◆ **AIM OF THE TASK**
Render the material from the line containing "for every instance of the curved" up to and including the line containing "(1212, 619)" as a JSON list of strings, one string per line and with blank lines omitted. Include no other lines.

◆ **INFORMATION SUPPLIED**
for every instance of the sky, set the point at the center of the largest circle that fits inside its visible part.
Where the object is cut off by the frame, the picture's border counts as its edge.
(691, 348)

...

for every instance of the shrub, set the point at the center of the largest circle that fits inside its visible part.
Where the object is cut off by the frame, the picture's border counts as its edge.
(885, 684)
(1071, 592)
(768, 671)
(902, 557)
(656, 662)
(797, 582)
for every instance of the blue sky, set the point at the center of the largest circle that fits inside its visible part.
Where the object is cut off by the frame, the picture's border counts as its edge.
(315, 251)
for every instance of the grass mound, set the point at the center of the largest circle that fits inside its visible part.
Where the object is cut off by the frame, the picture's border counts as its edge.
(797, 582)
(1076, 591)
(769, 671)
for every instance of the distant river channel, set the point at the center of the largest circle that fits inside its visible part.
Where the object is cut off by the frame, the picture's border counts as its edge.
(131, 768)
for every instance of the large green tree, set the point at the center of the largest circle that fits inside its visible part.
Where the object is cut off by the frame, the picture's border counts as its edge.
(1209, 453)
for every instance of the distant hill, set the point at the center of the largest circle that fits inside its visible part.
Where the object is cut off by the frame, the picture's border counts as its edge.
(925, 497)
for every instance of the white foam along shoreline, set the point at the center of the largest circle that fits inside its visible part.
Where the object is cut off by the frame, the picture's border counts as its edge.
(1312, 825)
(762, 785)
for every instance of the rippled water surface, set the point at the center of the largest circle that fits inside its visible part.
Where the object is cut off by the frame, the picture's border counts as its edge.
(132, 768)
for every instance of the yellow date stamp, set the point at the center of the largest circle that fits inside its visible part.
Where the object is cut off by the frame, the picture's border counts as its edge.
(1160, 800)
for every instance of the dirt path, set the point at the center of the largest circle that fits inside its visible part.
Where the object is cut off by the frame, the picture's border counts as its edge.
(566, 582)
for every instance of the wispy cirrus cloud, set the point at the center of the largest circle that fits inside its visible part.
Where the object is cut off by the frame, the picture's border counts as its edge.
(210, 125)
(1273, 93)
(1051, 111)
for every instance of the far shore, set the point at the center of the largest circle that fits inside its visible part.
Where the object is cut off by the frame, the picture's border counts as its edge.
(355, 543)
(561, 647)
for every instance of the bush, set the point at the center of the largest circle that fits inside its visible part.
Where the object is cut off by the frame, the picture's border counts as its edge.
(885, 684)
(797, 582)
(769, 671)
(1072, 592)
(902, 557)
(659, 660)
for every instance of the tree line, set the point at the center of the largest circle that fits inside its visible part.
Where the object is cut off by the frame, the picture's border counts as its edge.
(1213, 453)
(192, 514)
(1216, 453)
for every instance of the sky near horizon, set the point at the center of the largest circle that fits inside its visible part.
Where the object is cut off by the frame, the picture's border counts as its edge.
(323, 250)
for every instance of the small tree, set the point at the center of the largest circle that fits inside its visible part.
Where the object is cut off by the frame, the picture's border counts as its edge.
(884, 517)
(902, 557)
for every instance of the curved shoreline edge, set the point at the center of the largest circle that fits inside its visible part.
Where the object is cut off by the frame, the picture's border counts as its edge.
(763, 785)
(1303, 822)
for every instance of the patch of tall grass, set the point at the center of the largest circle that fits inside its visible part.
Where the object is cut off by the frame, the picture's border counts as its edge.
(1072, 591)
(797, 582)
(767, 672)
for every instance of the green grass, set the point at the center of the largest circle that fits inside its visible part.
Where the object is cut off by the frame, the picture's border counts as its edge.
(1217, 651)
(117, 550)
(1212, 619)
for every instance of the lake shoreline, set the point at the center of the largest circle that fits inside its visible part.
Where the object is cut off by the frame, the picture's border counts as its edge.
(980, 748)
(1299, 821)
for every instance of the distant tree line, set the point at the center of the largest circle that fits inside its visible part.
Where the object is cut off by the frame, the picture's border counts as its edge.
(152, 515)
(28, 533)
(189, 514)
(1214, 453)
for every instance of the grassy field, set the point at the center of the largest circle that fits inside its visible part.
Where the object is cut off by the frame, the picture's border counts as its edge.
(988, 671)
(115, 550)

◆ **REPLY TO THE TASK**
[
  "for every instance of the curved shoreline edge, set the point at the center of the largest circle that fits inside its visible part.",
  "Where the object is cut off by the frame, the picture's border counts as its edge.",
  "(763, 785)",
  "(1303, 822)",
  "for every instance of the patch of tall grass, set the point at the center of the largest circle that fits inside its visible part.",
  "Where the object is cut off by the frame, the picture's border counts as its edge.",
  "(1072, 591)",
  "(797, 582)",
  "(767, 672)",
  "for every instance of the green grass, set the point at the center of the largest circle that fits inside its visible part.",
  "Where the object is cut off by the frame, the picture's border counts as its edge.",
  "(1217, 651)",
  "(117, 550)",
  "(1212, 619)"
]